▶ [What the task asks] Copy the material starting at the line containing "Question. Indicate one point on each instance of the seam" and ending at the line containing "[(411, 348), (128, 348), (566, 232)]", swapping "paving slabs" for "paving stones" and keeping everything else identical.

(Rows from a pointing dataset)
☆ ☆ ☆ ☆ ☆
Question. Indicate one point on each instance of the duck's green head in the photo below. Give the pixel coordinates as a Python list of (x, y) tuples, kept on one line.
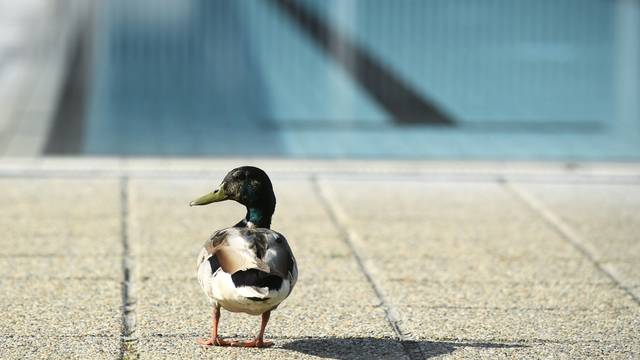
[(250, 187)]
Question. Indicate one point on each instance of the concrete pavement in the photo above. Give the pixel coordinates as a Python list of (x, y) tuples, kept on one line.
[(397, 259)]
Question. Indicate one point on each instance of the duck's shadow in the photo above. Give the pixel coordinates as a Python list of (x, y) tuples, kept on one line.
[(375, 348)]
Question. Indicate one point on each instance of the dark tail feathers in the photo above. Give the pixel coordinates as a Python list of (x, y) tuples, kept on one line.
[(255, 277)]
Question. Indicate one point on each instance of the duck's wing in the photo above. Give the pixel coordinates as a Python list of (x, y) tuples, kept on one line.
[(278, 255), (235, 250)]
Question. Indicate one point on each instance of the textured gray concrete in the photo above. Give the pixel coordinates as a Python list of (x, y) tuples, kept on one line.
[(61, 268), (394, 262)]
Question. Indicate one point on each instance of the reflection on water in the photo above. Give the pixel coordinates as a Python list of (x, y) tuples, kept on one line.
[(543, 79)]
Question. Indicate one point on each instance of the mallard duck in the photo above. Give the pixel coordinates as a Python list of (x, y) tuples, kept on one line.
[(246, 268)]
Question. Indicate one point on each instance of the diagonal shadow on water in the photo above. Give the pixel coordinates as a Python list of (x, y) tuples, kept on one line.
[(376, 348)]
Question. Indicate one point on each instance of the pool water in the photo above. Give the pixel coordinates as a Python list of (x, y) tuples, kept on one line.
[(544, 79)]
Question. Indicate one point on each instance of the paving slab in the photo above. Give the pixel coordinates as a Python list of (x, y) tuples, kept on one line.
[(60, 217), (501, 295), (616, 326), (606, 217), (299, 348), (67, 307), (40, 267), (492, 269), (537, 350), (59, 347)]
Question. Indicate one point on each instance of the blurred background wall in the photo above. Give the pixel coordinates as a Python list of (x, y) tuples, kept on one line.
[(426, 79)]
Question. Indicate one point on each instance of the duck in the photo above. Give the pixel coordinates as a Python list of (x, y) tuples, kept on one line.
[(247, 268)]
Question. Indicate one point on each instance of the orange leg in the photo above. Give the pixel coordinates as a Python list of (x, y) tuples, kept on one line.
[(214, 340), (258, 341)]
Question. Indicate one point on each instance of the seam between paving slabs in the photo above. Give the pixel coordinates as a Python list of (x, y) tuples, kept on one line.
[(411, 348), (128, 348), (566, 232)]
☆ ☆ ☆ ☆ ☆
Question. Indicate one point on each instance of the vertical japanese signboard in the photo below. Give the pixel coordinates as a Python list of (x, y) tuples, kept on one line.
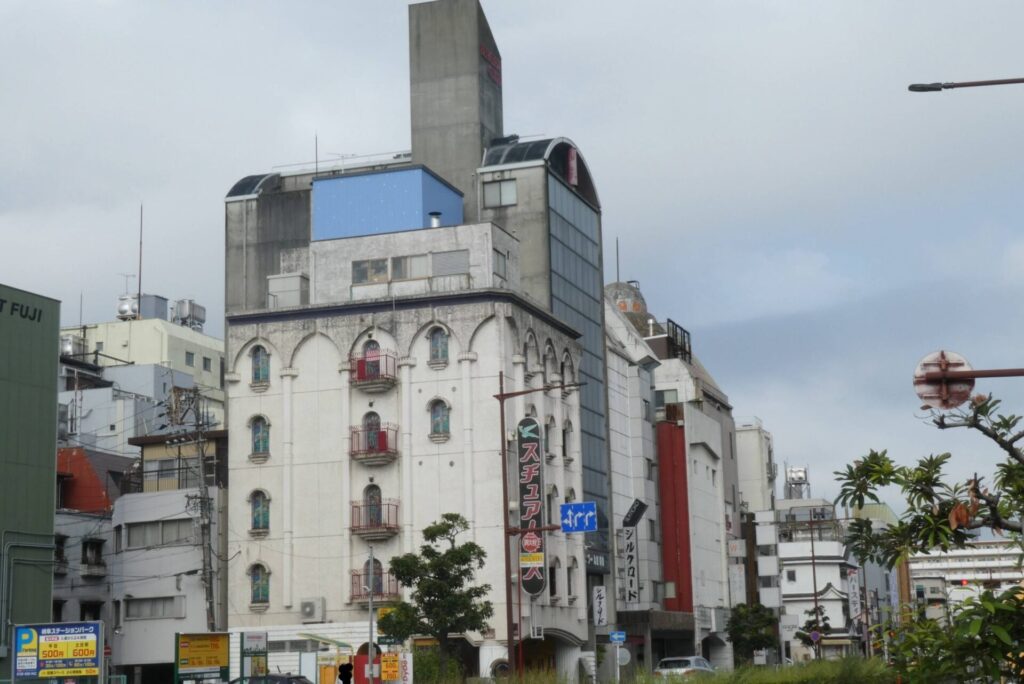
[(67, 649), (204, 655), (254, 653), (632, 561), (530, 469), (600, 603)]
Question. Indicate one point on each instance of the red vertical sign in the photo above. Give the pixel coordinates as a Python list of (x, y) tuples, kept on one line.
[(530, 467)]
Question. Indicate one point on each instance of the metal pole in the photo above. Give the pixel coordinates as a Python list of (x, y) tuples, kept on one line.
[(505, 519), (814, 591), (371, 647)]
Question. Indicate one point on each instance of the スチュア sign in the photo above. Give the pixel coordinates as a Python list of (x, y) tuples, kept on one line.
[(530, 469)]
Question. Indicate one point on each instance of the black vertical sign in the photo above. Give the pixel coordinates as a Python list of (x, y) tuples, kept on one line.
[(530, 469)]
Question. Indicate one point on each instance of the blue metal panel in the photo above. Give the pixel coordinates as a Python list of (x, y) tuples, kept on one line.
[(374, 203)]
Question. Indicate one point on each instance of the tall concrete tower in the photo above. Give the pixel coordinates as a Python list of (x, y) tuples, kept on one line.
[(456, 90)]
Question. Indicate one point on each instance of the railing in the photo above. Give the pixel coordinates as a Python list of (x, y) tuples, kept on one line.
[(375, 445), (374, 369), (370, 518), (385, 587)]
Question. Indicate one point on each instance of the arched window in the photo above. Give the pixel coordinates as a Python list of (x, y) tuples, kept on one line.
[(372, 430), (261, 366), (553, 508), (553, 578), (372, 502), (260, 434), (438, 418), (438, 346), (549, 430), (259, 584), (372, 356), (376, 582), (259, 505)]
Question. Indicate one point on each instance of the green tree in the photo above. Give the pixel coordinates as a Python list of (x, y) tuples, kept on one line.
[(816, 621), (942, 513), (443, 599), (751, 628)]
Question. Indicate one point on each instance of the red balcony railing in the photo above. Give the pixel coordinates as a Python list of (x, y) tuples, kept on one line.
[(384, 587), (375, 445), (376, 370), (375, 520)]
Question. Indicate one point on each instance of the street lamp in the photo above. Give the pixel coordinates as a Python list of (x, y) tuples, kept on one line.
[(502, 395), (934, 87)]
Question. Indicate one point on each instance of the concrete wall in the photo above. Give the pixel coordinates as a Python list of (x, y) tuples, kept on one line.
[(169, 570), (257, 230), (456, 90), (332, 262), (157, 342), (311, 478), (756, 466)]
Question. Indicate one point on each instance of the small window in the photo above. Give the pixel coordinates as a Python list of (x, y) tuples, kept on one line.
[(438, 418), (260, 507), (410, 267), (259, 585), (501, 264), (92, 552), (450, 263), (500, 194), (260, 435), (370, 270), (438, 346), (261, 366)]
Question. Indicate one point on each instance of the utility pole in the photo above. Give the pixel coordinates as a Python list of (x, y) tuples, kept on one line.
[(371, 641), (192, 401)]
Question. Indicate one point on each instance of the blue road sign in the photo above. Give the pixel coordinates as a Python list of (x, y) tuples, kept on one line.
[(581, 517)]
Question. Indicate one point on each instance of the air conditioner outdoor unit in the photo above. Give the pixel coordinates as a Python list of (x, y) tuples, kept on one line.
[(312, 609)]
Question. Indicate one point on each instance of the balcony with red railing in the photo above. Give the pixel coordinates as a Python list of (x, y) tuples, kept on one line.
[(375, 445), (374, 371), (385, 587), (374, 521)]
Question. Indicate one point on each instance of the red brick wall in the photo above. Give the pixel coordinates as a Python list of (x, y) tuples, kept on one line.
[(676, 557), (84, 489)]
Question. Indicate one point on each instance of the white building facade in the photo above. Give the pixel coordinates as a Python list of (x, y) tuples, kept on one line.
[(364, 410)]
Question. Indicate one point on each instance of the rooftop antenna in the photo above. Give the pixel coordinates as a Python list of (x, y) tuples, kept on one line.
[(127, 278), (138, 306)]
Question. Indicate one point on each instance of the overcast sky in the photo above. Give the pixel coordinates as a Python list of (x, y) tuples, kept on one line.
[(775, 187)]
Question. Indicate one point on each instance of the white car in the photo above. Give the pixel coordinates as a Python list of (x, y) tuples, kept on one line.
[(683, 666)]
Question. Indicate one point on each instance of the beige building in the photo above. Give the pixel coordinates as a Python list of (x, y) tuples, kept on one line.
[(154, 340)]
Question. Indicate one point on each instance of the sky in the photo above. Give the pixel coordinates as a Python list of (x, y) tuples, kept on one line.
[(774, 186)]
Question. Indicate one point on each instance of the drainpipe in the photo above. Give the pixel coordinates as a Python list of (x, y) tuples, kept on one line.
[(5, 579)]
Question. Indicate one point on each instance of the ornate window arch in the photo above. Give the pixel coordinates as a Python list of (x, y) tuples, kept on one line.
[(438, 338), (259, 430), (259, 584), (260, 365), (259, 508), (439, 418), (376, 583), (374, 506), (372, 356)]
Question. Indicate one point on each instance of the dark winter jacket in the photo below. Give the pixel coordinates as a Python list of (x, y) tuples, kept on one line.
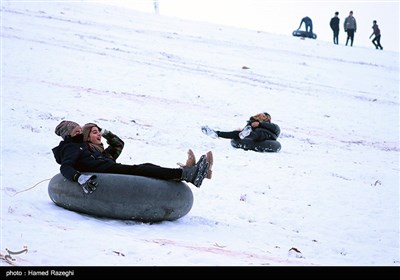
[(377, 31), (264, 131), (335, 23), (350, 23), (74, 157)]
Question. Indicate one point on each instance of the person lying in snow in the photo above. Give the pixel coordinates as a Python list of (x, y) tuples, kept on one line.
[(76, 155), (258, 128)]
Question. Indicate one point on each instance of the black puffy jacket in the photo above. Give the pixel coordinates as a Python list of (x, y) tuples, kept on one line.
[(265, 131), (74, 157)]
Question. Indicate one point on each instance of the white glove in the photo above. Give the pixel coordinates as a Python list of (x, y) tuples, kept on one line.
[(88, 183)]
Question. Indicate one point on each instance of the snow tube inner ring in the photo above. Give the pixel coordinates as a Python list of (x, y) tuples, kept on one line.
☆ ☆ ☆ ☆ ☆
▶ [Task solution]
Question. Indicate one point on each instance of the seam between paving stones in the photo above. Give the pixel coordinates as a Python list of (x, y) tuples, kept on one line.
[(411, 348), (128, 348), (566, 232)]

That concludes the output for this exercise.